───── Texte à lire ─────

Sylvanie est-elle une morte vivante? Il est permis de se poser la question, tant il est vrai que les allusions à la mort sont présentes dans le roman, par exemple sous la forme de l'idée de la "place du mort" dans une voiture (p. 69). Cette place du mort est-elle celle assignée à Sylvanie dès son enfance? On peut le penser: Sylvanie est orpheline de mère et fille d'un père qui l'a dégagée sans ménagements auprès de l'une de ses sœurs, finalement peu investie. Et en page 81, on lit: "Des hommes comme Max et William ne couchent qu'avec la mort". Max et William: tiens, voilà les deux hommes qui hantent l'existence de Sylvanie.

Deux abuseurs, à leur manière. L'un, Max, constitue le personnage classique qui se livre au détournement de mineures, dans une dynamique de contrainte sexuelle et psychologique. On rapproche de ce personnage cette idée de "brûlure de la robe", image de l'agression sexuelle, du geste inopportun. William, lui, est plus trouble: personnage libre, poète, il la joue copain, voire amant (on est entre adultes, là), tout en rappelant qu'il connaît tout le monde dans le petit univers circonscrit autour du 93 de la rue Jean-Pierre Timbaud (avec le restaurant "Le Cannibale", qui existe vraiment) à Paris, présentée comme cosmopolite. Un lieu où l'on se brûle en buvant son thé vert.

───── Données fournies ─────

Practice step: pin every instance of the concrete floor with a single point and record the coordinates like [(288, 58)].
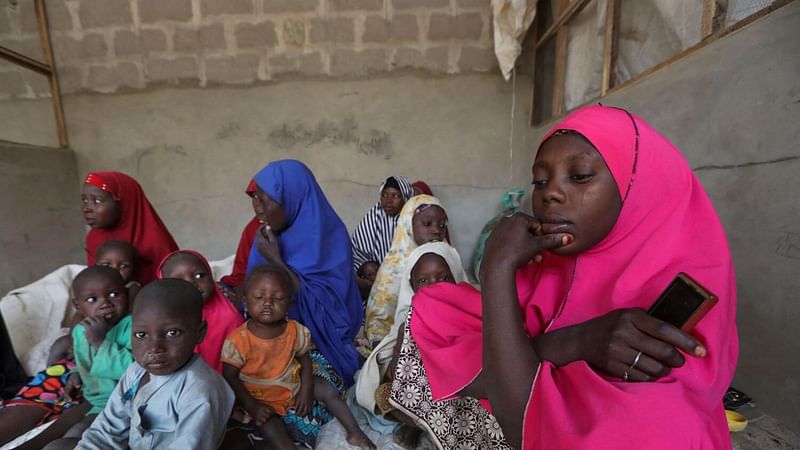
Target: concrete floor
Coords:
[(765, 433)]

─────

= Travail à faire =
1/ Relevez tous les personnages du roman que le texte à lire désigne par leur prénom.
2/ Poursuivez le texte consacré au roman à partir de sa dernière phrase.

= Corrigé =
1/ Sylvanie, Max, William

2/
Brûler? "Sylvanie" file la métaphore de la brûlure, oui. Il y a bien sûr cette "brûlure de la robe", centrale. Cette "brûlure de la robe" fait écho au "feu au pantalon", travers que la tante de Sylvanie, misanthrope accomplie (elle à la fois misogyne et misandre), accorde aux hommes. L'image du feu va jusqu'à la scène d'incinération d'un personnage secondaire, rencontré au bistrot, en page 167. Un personnage qui aurait pu être une issue de secours pour Sylvanie. Mais Sylvanie, avec son nom qui rappelle la forêt, a elle aussi de quoi prendre feu... sans remède.

On l'a compris: l'écrivaine sait exploiter jusqu'au bout quelques lignes directrices importantes qui constituent le fondement d'une véritable poésie. Poésie? Celle-ci peut être mensongère, témoin William et les poètes de pacotille mis en scène dans "Sylvanie" – un William qui, on se le dit en lisant les chapitres commençant en pages 119 et 127, s'avère un copié-collé de Max. Cette poésie paraît cependant plus vraie, plus construite au fil des pages que la romancière consacre à ce roman. Reste qu'en dernier ressort, on ne sait plus guère de quel côté de la vérité on se trouve: lorsque Sylvanie avoue enfin son meurtre à une escouade de psychiatres, on la prendra bel et bien pour une folle.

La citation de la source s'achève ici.